>> BEGIN

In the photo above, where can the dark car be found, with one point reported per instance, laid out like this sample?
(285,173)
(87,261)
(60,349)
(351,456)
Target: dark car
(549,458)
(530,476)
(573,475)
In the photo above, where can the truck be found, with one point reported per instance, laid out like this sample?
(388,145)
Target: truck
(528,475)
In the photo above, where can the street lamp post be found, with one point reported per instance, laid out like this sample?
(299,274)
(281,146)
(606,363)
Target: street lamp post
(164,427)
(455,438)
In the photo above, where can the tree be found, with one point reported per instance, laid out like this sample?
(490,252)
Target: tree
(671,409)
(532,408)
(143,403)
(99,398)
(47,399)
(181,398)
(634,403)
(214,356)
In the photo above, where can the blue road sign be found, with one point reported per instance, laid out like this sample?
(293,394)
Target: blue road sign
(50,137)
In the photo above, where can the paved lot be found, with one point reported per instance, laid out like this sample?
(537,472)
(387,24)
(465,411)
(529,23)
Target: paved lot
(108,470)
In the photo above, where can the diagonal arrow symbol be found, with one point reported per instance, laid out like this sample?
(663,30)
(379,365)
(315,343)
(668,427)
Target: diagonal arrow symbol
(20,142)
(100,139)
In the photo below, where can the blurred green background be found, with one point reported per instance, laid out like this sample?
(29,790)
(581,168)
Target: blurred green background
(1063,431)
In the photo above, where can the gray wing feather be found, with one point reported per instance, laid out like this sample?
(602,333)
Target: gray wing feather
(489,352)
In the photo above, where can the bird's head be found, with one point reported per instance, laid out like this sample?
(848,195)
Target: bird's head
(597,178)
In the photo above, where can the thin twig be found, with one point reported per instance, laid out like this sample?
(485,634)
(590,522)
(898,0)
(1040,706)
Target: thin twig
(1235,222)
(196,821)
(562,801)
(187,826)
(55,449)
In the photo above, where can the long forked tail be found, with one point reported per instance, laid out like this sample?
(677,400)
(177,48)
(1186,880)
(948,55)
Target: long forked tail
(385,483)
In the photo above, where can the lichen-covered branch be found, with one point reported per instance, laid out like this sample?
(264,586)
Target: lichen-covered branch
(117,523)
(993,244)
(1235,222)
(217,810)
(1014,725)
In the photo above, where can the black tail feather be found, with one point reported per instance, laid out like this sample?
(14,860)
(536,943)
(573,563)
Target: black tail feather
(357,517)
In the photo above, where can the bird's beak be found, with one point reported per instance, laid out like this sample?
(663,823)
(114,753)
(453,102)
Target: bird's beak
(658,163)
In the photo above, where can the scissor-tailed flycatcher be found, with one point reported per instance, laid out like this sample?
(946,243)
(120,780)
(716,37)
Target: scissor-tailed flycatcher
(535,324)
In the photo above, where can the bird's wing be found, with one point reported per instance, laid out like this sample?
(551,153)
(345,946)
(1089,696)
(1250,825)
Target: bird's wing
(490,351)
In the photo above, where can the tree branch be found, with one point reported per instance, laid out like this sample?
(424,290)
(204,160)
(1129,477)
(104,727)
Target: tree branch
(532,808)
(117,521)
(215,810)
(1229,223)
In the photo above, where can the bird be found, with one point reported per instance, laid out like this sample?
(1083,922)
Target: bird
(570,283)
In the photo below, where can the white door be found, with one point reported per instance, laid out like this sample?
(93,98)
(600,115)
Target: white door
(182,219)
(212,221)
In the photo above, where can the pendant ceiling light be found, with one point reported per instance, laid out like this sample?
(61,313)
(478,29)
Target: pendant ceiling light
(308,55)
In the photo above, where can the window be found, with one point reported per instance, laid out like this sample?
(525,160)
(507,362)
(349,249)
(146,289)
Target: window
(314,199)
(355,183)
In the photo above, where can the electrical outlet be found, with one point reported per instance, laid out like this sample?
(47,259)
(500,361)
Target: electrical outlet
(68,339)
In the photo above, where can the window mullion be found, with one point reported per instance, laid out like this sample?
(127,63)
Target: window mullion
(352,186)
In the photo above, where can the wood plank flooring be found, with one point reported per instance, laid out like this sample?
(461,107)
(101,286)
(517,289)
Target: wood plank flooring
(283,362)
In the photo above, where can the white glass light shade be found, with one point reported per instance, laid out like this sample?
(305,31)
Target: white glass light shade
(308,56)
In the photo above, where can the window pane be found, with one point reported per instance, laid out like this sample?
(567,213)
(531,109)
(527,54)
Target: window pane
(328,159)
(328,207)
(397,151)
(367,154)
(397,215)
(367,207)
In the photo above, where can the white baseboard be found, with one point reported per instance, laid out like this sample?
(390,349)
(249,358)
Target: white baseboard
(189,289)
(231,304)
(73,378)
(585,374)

>> END

### TASK DESCRIPTION:
Copy the data word for word, starting at the line that contains "In the photo above, where can the white baseboard" and ending at the last line of the data.

### EXERCISE SOLUTION:
In the photo above, where can the white baseboard be found, with one point reported per instance, laid out like this sample?
(390,349)
(249,358)
Target: white baseboard
(189,289)
(231,304)
(73,378)
(585,374)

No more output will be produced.